§ Exercise aim: Render every line of the rows below as a JSON array of strings, one string per line, with blank lines omitted. Leave the pictures out of the output.

§ Data for this exercise:

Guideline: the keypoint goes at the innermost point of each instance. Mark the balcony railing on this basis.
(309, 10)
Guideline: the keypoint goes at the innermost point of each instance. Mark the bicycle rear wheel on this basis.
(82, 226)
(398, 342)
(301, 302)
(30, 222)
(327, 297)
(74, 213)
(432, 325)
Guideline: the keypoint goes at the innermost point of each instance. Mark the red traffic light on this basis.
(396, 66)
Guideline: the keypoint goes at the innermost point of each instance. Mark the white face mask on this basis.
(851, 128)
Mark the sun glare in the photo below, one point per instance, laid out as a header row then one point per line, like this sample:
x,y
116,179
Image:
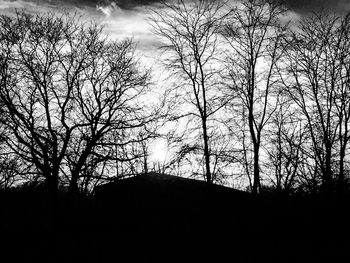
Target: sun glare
x,y
159,152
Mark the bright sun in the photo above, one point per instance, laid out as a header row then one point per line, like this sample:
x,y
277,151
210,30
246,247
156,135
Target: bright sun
x,y
159,152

§ Correct output:
[
  "Guideline: the keypoint goes at the innermost point of each instance. Mark the balcony railing on this basis.",
  "(309, 10)",
  "Guideline: the keypoint goes at the innermost point of each instance. Mark the bicycle rear wheel on this basis.",
  "(82, 226)",
  "(398, 342)",
  "(301, 302)",
  "(30, 222)",
  "(327, 297)",
  "(74, 213)",
  "(432, 325)",
  "Guideline: the keypoint goes at the innermost point of each instance. Mark the red traffic light on this basis.",
  "(396, 66)",
  "Guideline: the keypoint goes at the innermost point of each instance. Mark the white face mask on this basis.",
  "(851, 128)",
  "Mark the sun glare in the photo below, one point per instance, laid out as a header row then one point per line, like this sample:",
  "x,y",
  "116,179",
  "Image:",
  "Target: sun glare",
  "x,y",
  "159,152",
  "Mark the bright sun in the photo above, one point per instance, laid out as a header row then one point per line, like this sample:",
  "x,y",
  "277,151",
  "210,30",
  "246,247",
  "156,135",
  "Target: bright sun",
  "x,y",
  "159,152"
]